**DIRECTIONS**:
How many lines of the material contain the word "stool"? Give only the number.

**EXTRACTED RECORDS**:
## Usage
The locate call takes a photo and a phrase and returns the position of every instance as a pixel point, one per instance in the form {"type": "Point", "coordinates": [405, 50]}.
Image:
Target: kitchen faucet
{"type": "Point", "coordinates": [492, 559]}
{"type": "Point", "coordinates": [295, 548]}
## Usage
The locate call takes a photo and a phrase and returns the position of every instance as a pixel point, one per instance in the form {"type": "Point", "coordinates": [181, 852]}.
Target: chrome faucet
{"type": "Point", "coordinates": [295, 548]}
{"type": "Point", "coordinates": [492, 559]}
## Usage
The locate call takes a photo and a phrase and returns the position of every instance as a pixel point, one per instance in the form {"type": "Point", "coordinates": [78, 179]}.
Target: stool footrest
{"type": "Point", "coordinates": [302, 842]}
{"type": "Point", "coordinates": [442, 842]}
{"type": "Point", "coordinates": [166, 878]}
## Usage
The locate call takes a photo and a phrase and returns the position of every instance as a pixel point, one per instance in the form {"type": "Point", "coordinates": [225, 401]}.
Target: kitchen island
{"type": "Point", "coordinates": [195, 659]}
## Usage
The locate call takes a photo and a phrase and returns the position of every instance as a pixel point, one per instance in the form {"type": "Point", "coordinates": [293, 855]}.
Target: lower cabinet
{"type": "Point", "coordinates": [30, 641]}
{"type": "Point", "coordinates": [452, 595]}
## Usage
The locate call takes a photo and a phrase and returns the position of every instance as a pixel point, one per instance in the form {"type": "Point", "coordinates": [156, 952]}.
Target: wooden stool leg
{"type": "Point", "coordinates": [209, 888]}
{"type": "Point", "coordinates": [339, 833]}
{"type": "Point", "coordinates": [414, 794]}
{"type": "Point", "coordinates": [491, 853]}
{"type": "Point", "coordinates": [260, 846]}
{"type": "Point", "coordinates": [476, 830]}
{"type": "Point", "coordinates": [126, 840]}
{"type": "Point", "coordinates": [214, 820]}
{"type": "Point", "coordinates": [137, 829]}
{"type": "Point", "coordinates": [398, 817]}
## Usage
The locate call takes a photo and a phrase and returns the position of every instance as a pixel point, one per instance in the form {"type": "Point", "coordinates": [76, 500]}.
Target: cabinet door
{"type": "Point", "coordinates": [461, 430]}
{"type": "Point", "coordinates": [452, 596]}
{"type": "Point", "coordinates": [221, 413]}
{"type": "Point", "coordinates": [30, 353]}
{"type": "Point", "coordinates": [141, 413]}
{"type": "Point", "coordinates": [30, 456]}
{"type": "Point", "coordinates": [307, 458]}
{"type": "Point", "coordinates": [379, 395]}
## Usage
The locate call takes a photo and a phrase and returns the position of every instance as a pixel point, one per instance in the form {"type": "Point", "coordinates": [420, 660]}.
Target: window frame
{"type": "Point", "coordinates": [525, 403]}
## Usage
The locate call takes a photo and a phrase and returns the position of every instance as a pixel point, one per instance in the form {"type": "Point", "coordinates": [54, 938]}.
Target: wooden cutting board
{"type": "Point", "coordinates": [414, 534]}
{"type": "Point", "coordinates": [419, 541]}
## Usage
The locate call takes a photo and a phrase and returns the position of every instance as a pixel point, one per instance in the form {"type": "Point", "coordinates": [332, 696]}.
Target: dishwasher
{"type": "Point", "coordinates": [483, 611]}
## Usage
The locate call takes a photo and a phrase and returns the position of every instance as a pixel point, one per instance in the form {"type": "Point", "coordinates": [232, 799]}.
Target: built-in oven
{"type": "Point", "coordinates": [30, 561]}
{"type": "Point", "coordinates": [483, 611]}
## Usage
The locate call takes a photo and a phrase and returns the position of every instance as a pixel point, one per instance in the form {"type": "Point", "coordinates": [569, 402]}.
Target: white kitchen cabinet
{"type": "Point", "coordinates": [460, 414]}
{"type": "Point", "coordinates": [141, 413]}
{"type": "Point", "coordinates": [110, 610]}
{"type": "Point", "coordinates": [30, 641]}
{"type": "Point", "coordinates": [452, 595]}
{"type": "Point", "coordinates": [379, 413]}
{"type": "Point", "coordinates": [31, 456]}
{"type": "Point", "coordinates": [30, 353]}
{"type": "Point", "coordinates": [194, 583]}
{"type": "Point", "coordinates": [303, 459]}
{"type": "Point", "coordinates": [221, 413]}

**FINAL RESULT**:
2